# start of Document excerpt

The two volumes are intimately tied to the history and growth of the Yale Law School and its law library.

Acts and laws of His Majesty's English colony of Connecticut in New-England in America, 1750

Acts and Laws of His Majesty’s English Colony of Connecticut in New-England in America (New-London: Timothy Green, 1750) bears the bold signature of Seth P. Staples (1776-1861), the first instructor in the private law school that evolved into the Yale Law School. On the flyleaf Staples wrote “Bought at the Auction Room”.

Acts and laws of the state of Connecticut, 1784

Acts and Laws of the State of Connecticut, in America (New-London: Timothy Green, 1784) is inscribed on the title page by Samuel J. Hitchcock (1786-1845), Staples’ law partner and the school’s proprietor (along with David Daggett) after Staples departed for New York City in 1824. The title page also bears the crossed-out signature of the book’s first owner, Samuel Bishop (1723?-1803), who served as mayor of New Haven, chief judge of the county probate court, justice of the peace, town clerk, and Collector of the Port of New Haven.

These collections of Connecticut statutes would have been indispensable resources for Staples and Hitchcock in their law practice, for their students, and for the members of the New Haven bar who used their library. The library was the primary reason the school survived after the death of Hitchcock in 1845, when members of the bar convinced Yale to take over the school and helped raise the funds to purchase the library.

In 1869 the Yale Law School was again threatened with closure, due to the death of Professor Henry Dutton. Once again the New Haven bar was instrumental in the school’s survival, and for the same reason: access to the school’s law library. It was decided that the third floor of the new County Court House would be reserved for the Yale Law School and its library. The library began moving into its new quarters in January 1873. It was at this moment – January 30, 1873, to be exact – that these two books left the library. They bear identical inscriptions on their front pastedowns: “Yale Law School Library / Duplicate and sold to Johnson T. Platt / January 30, 1873 / Simeon E. Baldwin / Treas. Law Department”.

# end of Document excerpt

Tasks to carry out:
**1.** From the excerpt on the two Connecticut statute volumes, list every office that Samuel Bishop held.
**2.** According to the excerpt on the two Connecticut statute volumes, to whom were the two books sold when they left the library?

# start of Provided material

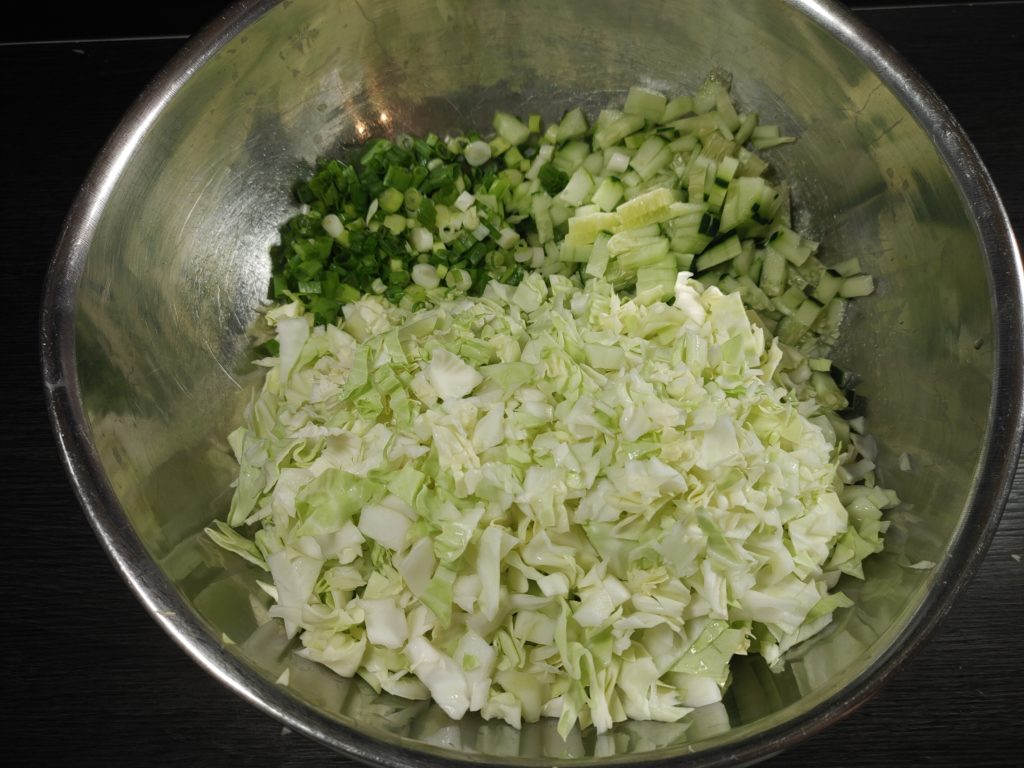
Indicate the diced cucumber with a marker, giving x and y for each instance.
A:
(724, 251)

# end of Provided material
# start of Provided material

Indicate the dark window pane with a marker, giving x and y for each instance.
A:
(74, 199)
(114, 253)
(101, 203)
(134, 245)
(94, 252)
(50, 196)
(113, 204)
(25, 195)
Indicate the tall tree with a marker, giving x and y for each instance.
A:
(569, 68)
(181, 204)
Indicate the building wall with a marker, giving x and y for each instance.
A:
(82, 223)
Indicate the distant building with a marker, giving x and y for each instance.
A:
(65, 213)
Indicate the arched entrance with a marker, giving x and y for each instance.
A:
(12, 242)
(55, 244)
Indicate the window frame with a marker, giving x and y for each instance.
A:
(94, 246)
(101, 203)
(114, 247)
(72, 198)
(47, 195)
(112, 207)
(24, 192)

# end of Provided material
# start of Provided material

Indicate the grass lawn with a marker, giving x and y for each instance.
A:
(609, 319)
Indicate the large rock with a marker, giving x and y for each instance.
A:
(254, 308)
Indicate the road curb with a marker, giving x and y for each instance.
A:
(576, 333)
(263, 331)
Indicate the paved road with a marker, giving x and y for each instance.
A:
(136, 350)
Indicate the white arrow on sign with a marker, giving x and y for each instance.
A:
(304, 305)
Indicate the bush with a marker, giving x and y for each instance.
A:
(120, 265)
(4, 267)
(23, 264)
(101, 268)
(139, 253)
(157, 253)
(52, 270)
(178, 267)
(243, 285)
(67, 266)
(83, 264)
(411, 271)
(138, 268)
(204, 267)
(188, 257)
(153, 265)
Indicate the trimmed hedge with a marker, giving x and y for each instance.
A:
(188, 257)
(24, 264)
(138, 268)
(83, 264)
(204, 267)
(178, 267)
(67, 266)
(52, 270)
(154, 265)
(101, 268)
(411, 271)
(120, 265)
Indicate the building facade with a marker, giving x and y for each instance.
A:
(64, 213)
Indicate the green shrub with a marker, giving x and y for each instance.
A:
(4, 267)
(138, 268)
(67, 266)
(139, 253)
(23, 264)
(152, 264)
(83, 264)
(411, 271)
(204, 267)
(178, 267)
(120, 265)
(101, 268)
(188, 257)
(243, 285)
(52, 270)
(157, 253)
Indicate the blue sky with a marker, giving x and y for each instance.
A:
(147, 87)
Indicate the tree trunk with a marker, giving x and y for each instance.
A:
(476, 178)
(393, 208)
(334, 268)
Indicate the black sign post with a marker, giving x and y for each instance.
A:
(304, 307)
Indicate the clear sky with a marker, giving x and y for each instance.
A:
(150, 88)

# end of Provided material

Set of answers:
**1.**
Mayor of New Haven
Chief judge of the county probate court
Justice of the peace
Town clerk
Collector of the Port of New Haven

**2.** Johnson T. Platt